# Start of Text segment

Recently, I was catching up with a friend who also works in the renewable energy/geospatial world. I was describing RootGeo’s airspace datasets and how they are meant to help wind developers, when my friend asked:
“That all sounds very cool, but why are they any better than using a buffer around airports?”
This a great question for a couple of reasons. First, buffers are exceedingly simple to create: every student in a GIS 101 class learns to run a Buffer tool. Second, buffers are already used extensively in the wind industry, where they are known as “setbacks” and are used to site turbines away from various features, ranging from buildings and roads to raptor nests and sensitive archaeological resources.
So, why not use setbacks to avoid the area around airports and their associated aviation concerns?
The answer is: Setbacks are pretty bad at predicting if a wind turbine will conflict with airspace, especially when compared to using real aeronautical features.
In fact, aeronautical features are over 2.5x more effective at predicting hazard determinations by the FAA than using airport setbacks of roughly equivalent size.
Let me explain.

# End of Text segment

Written problem 1 =>
Answer these questions using the passage on airport setbacks, one answer per line, marked (a), (b), and (c):
(a) What name does the wind industry use for buffers?
(b) How much more effective than airport setbacks of roughly equivalent size are aeronautical features at predicting FAA hazard determinations?
(c) Who asked why the airspace datasets are better than a buffer around airports?
Written problem 2 => Resume the passage on airport setbacks and airspace right after its final sentence.

# Start of Material

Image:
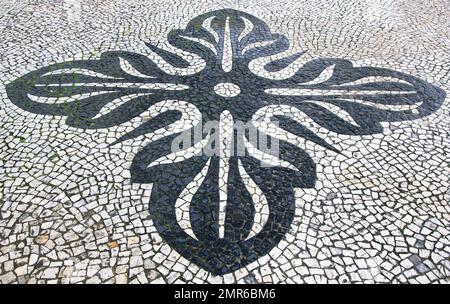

# End of Material

Written answer 1 =>
(a) Setbacks
(b) Over 2.5x more effective
(c) A friend who also works in the renewable energy/geospatial world

Written answer 2 =>
How Turbines are Evaluated for Airspace Concerns
Prior to construction, nearly all proposed commercial wind turbines in the US are required to undergo an aeronautical study performed by the Federal Aviation Administration (FAA) to identify and assess potential effects to “navigable airspace” (i.e., the space that aircraft fly in). The FAA conducts these “Obstruction Evaluation” (OE) studies to ensure that new turbines don’t impose a danger to aircraft or otherwise hinder existing air traffic patterns and operations.1
There are a lot of factors considered in obstruction evaluation studies – too many to cover in this post. But the key point, for now, is that the FAA publicly shares the data for historical and current OE studies. These data include study outcomes: for example, Determinations of Hazard (i.e., the proposed turbine would cause “substantial adverse effect” to navigable airspace or air navigation facilities) or No Hazard (i.e., no substantial adverse effect). In addition, these data are spatial, with latitudes and longitudes for every turbine that the FAA has evaluated.
We can use this dataset to look back at all historical FAA obstruction evaluation cases for proposed wind turbines to see how well a setback would have predicted the determination of Hazard or No Hazard.2 However, looking at setbacks alone only tells part of the story and doesn’t really answer my friend’s original question, which essentially boiled down to: “why are aeronautical features better than setbacks?” So, we’ll do this same analysis of historical OE cases with aeronautical features mapped by RootGeo, and see how the results stack up.
An Alternative to Setbacks: Imaginary Surfaces
The next question we have to answer is: which aeronautical features should we compare setbacks to? As I mentioned before, obstruction evaluation studies consider many different aeronautical features and criteria. Several of those features can be far from airports3; however, in the immediate vicinity of airports, the most applicable feature is arguably imaginary surfaces.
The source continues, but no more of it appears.